Formal “qualification” for the Ph.D. degree takes place by passing the Dissertation Proposal, a tripartite examination focused upon the student’s dissertation research plans. This exam should be taken at a point at which the student has completed most course work and has research well underway. The student should aim to complete this exam by the end of the third year of graduate study. The three parts of the exam, each of which will be evaluated separately by the full Advisory Committee are:
I. A written proposal
II. A seminar presentation on the proposal
III. A closed door question and answer session with faculty
A student who demonstrates acceptable performance on all three parts of the examination, evidenced by majority vote of the full Advisory Committee to pass on all three sections, “qualifies” for the Ph.D. degree, and continues on that track of study. A student who does not make adequate progress, evaluated by majority vote of the Committee, may be asked by the Committee to repeat any sections of the examination to achieve a full pass. In cases of inadequate performance on the examination, the Committee may also recommend transfer to one of the Master’s of Science programs.
I. GUIDELINES FOR WRITTEN PROPOSAL PREPARATION
(For Genetics and Genomics doctoral scholars in MCB)
The written proposal has a ten page limit (excluding references) and the following suggested sections. All figures, tables, charts and diagrams are included in this 10 page limit. This format is based on current grant submission formats for most federal agencies, which range from 4-12 pages total, preparing the student for succinct presentation and defense of their scientific premise.
You must submit this Proposal two weeks before the scheduled examination to each of your committee members. The thesis advisor may read and make general comments on this document prior to submission, but may not edit it. For some guidelines on writing, Helpful Hints on Scientific Writing.
Cover page: This is not included within the 10 page limitation.
It will include: Title, date of submission, date of scheduled exam, student name, committee members’ names and affiliations.
I. Significance. What are the broad implications of the research that you propose? What is its importance? The significance section should “funnel” consideration from the global to the specific project at hand. One warning: everything you mention in this section is fair game for questioning. Keep focused to the issues you identify as really important. (1/2 – one page)
II. Specific Aims/Goals. Make use of numbered, concise statements of hypotheses/questions. This will immediately focus the reader on precisely what you will be doing, and place the background in context. Keep in mind that this does not have to reflect historical chronology, but rather should present a series of logical steps. (1/2 -one page)
Sections I-II is the total content of Page 1 and cannot exceed one page.
Pages 2-10 Consist of the Following Sections:
III. Background and Preliminary Data. Provide a brief synopsis of the relevant background the reader needs to interpret your proposed research. (2 pages or less) This should not be an exhaustive literature review, but rather should highlight the background needed to place the area of research into context to understand your experimental hypotheses and approaches.

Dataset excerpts

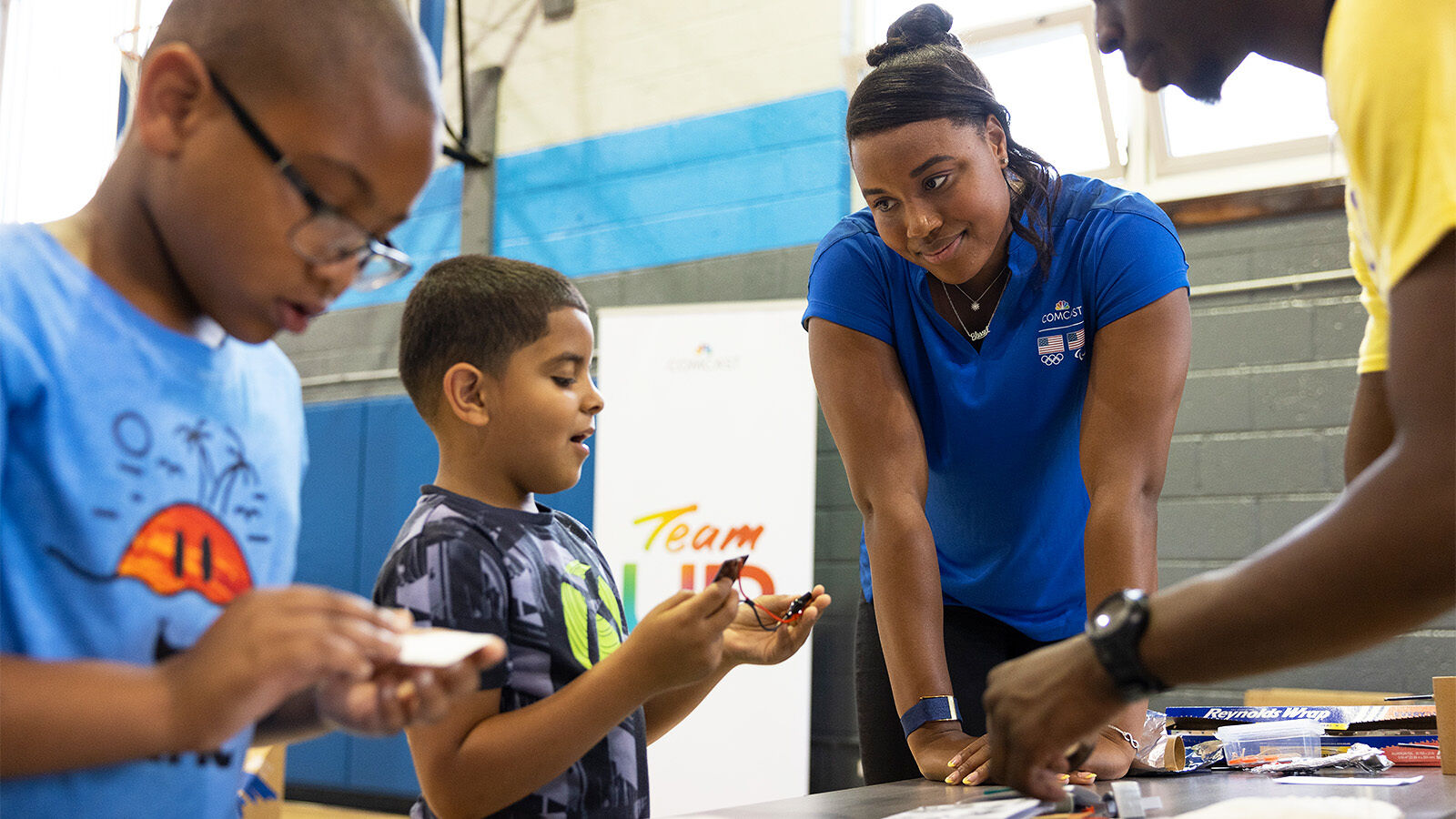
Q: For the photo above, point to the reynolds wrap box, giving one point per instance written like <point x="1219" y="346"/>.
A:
<point x="1404" y="733"/>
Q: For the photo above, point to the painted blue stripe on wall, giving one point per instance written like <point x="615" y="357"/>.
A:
<point x="431" y="234"/>
<point x="761" y="178"/>
<point x="754" y="179"/>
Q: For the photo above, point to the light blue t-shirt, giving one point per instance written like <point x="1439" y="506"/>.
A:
<point x="1006" y="501"/>
<point x="146" y="480"/>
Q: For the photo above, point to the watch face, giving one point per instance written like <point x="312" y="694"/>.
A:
<point x="1116" y="610"/>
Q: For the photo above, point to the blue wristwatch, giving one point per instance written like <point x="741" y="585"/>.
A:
<point x="929" y="710"/>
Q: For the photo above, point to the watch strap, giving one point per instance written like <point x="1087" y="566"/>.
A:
<point x="1117" y="649"/>
<point x="929" y="710"/>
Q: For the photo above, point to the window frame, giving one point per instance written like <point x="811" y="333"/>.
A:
<point x="1148" y="165"/>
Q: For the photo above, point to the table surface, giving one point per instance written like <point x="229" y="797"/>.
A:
<point x="1431" y="797"/>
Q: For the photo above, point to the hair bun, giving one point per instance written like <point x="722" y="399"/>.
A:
<point x="924" y="25"/>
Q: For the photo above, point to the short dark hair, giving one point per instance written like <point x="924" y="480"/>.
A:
<point x="310" y="50"/>
<point x="480" y="310"/>
<point x="922" y="73"/>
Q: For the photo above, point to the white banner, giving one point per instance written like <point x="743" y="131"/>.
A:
<point x="706" y="450"/>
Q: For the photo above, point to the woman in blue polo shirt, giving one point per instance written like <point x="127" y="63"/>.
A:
<point x="999" y="351"/>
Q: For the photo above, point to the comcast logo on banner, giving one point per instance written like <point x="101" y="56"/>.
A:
<point x="703" y="360"/>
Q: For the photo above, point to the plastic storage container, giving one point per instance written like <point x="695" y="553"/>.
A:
<point x="1259" y="743"/>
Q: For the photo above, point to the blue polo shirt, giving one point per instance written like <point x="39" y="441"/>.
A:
<point x="1002" y="424"/>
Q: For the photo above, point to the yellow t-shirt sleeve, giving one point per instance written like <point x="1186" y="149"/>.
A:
<point x="1392" y="92"/>
<point x="1375" y="346"/>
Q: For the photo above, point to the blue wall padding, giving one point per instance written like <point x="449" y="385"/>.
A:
<point x="368" y="460"/>
<point x="761" y="178"/>
<point x="433" y="25"/>
<point x="329" y="554"/>
<point x="431" y="234"/>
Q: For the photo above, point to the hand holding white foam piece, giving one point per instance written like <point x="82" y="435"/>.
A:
<point x="440" y="647"/>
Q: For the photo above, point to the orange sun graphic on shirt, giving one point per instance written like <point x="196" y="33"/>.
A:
<point x="184" y="547"/>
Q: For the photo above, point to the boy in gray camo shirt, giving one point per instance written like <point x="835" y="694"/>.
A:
<point x="495" y="356"/>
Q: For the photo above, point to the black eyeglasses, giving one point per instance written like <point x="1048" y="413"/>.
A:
<point x="325" y="237"/>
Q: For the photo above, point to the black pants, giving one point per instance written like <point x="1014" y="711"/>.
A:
<point x="975" y="643"/>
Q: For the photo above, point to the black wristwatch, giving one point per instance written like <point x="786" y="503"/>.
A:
<point x="1116" y="629"/>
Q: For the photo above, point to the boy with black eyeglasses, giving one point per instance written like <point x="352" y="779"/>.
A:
<point x="497" y="356"/>
<point x="152" y="440"/>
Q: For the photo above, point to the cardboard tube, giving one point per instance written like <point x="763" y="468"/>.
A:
<point x="1445" y="690"/>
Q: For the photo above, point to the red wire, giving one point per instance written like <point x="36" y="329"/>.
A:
<point x="763" y="610"/>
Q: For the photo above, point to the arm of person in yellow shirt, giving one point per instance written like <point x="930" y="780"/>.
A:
<point x="1390" y="533"/>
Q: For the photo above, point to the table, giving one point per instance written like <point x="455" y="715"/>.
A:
<point x="1433" y="797"/>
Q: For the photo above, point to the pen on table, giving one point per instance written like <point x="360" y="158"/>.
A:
<point x="997" y="793"/>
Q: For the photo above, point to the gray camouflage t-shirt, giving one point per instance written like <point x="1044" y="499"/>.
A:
<point x="538" y="581"/>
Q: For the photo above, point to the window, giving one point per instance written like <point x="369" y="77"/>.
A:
<point x="1085" y="114"/>
<point x="62" y="99"/>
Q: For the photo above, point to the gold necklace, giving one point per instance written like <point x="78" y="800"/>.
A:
<point x="976" y="305"/>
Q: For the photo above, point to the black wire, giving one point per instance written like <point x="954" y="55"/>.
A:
<point x="463" y="140"/>
<point x="753" y="606"/>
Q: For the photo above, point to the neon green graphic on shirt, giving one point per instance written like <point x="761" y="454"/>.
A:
<point x="579" y="614"/>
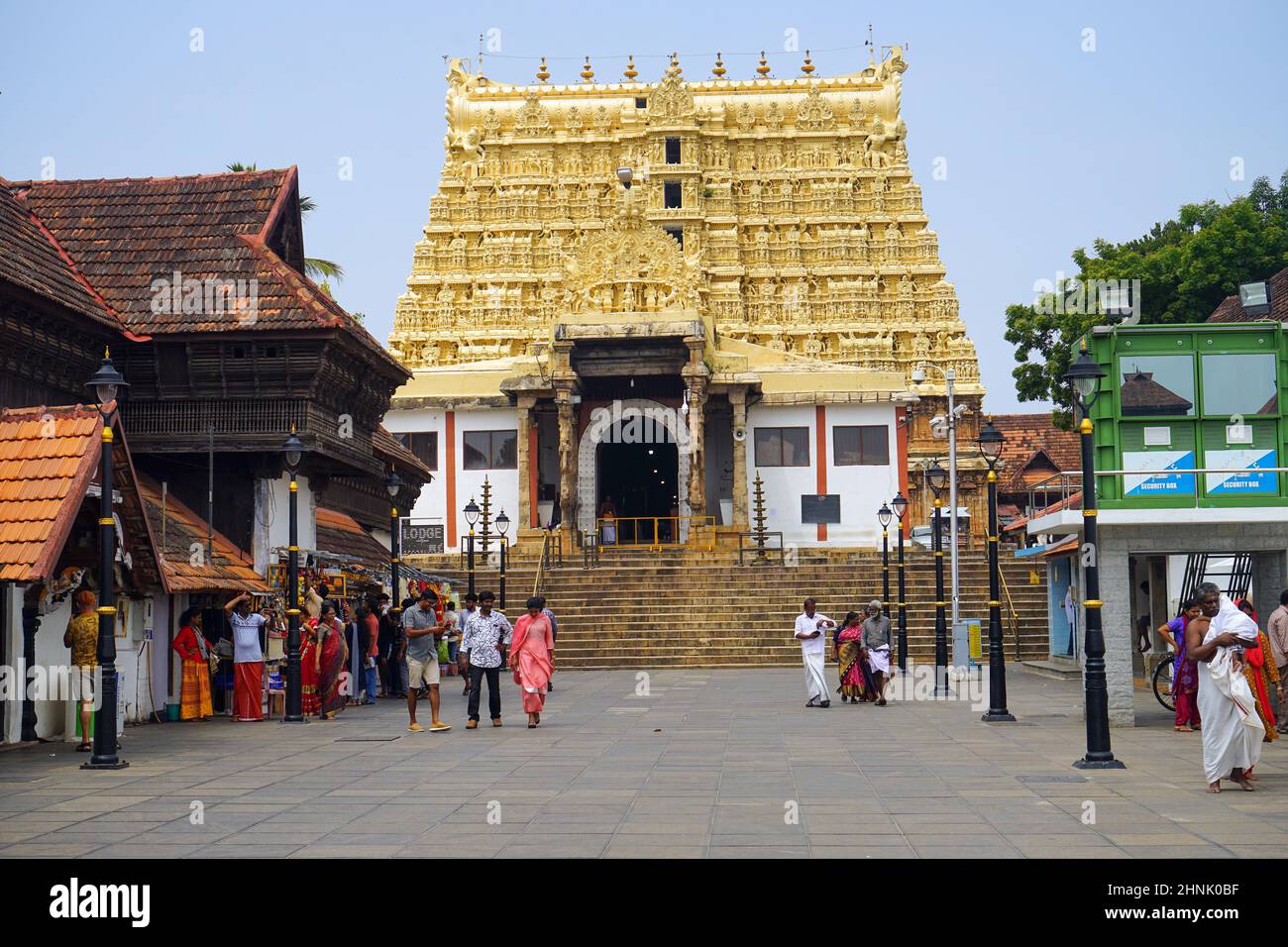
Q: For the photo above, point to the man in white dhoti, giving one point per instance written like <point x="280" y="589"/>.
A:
<point x="809" y="631"/>
<point x="876" y="641"/>
<point x="1232" y="728"/>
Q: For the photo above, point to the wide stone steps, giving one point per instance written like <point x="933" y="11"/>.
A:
<point x="640" y="609"/>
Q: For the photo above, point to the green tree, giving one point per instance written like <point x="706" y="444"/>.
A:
<point x="317" y="268"/>
<point x="1185" y="266"/>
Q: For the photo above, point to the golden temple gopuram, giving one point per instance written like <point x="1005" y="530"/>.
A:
<point x="732" y="245"/>
<point x="793" y="201"/>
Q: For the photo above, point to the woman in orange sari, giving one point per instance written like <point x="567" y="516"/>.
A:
<point x="331" y="655"/>
<point x="309" y="701"/>
<point x="532" y="656"/>
<point x="191" y="646"/>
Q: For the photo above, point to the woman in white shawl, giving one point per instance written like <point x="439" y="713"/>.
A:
<point x="1232" y="728"/>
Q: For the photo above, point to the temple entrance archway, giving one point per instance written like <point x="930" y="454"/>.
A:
<point x="621" y="434"/>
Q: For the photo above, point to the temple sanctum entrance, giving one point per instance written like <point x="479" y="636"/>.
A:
<point x="639" y="482"/>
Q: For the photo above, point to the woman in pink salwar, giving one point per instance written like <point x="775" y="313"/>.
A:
<point x="532" y="655"/>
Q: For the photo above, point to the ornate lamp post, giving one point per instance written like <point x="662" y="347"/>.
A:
<point x="938" y="478"/>
<point x="472" y="517"/>
<point x="901" y="506"/>
<point x="502" y="523"/>
<point x="991" y="441"/>
<point x="393" y="483"/>
<point x="1085" y="375"/>
<point x="884" y="518"/>
<point x="104" y="385"/>
<point x="292" y="451"/>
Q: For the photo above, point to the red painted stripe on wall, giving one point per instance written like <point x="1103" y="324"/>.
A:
<point x="820" y="464"/>
<point x="533" y="464"/>
<point x="450" y="462"/>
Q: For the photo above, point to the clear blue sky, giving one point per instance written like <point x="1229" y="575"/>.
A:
<point x="1047" y="146"/>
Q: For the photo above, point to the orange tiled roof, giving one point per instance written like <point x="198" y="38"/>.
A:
<point x="342" y="534"/>
<point x="31" y="260"/>
<point x="1029" y="440"/>
<point x="176" y="530"/>
<point x="48" y="459"/>
<point x="1232" y="309"/>
<point x="125" y="234"/>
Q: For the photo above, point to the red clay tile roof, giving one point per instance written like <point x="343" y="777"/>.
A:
<point x="48" y="459"/>
<point x="1232" y="309"/>
<point x="29" y="258"/>
<point x="176" y="530"/>
<point x="128" y="234"/>
<point x="1140" y="393"/>
<point x="1034" y="449"/>
<point x="342" y="534"/>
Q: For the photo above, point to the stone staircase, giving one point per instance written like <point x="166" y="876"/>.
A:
<point x="703" y="609"/>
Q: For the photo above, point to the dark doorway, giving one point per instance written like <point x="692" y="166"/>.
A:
<point x="642" y="480"/>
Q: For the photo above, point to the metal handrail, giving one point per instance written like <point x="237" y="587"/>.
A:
<point x="541" y="565"/>
<point x="686" y="531"/>
<point x="1012" y="613"/>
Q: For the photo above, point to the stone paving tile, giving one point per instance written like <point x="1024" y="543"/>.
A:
<point x="734" y="749"/>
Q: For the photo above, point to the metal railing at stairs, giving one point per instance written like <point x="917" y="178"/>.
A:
<point x="1012" y="613"/>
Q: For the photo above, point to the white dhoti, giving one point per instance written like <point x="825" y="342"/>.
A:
<point x="879" y="659"/>
<point x="815" y="682"/>
<point x="1232" y="727"/>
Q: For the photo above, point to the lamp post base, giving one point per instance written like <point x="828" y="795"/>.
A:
<point x="1099" y="764"/>
<point x="112" y="764"/>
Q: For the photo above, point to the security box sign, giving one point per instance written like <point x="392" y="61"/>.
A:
<point x="1249" y="459"/>
<point x="1154" y="479"/>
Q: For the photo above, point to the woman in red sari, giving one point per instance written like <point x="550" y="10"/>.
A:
<point x="532" y="655"/>
<point x="191" y="646"/>
<point x="309" y="701"/>
<point x="1261" y="673"/>
<point x="331" y="655"/>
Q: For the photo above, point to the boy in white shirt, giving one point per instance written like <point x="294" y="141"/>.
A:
<point x="809" y="631"/>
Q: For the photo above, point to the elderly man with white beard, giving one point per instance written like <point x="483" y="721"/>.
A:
<point x="1232" y="728"/>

* _Directions_
(a) Condense the paragraph of the Ph.D. proposal guidelines that begins "A student who demonstrates acceptable performance" into a short list that keeps its main facts.
(b) Continue the Ph.D. proposal guidelines from the point where the text stops.

* _Results for the exercise_
(a)
- A student qualifies for the Ph.D. and stays on that track by passing all three sections of the examination. A majority vote of the full Advisory Committee decides each pass.
- If the Committee judges by majority vote that a student's progress is inadequate, it may ask the student to repeat any sections to reach a full pass.
- After inadequate performance, the Committee may also recommend transfer to one of the Master's of Science programs.

(b)
Keep in mind not all members of your committee are in the same area of research; it is critical to explain why the system/question/approaches proposed are interesting, important, and feasible.
In the preliminary data component of this section, a brief presentation of the data collected by the student in support of the approach and aims should be included. Note that considerable variation in the extent of data among students is expected, but only include data relevant to the proposal.
IV. Approach. This section is the bulk of the proposal (4-5 pages). It is a good idea to have a subsection for each hypothesis/question posed in each specific aim. In this section you are tasked with defending why you should continue for the next 2-4 years on your project. In other words, convince your readers that this work is worth while, feasible and will contribute to the field.
Include the following subsections under each aim in the approach section:
A. Rationale. This is a statement of the logic behind your experiment. Include in this section any thinking that went into your hypothesis, any synthesis you might have made.
B. Experimental Plan. Include in this section the strategy you plan to use to address the hypothesis, as well as information about procedures and protocols in general terms. Your committee is more interested in the logic than in the details – reference common procedures. Focus on those aspects that are conceptual rather than technical, but be aware of any limitations of the methodology you select.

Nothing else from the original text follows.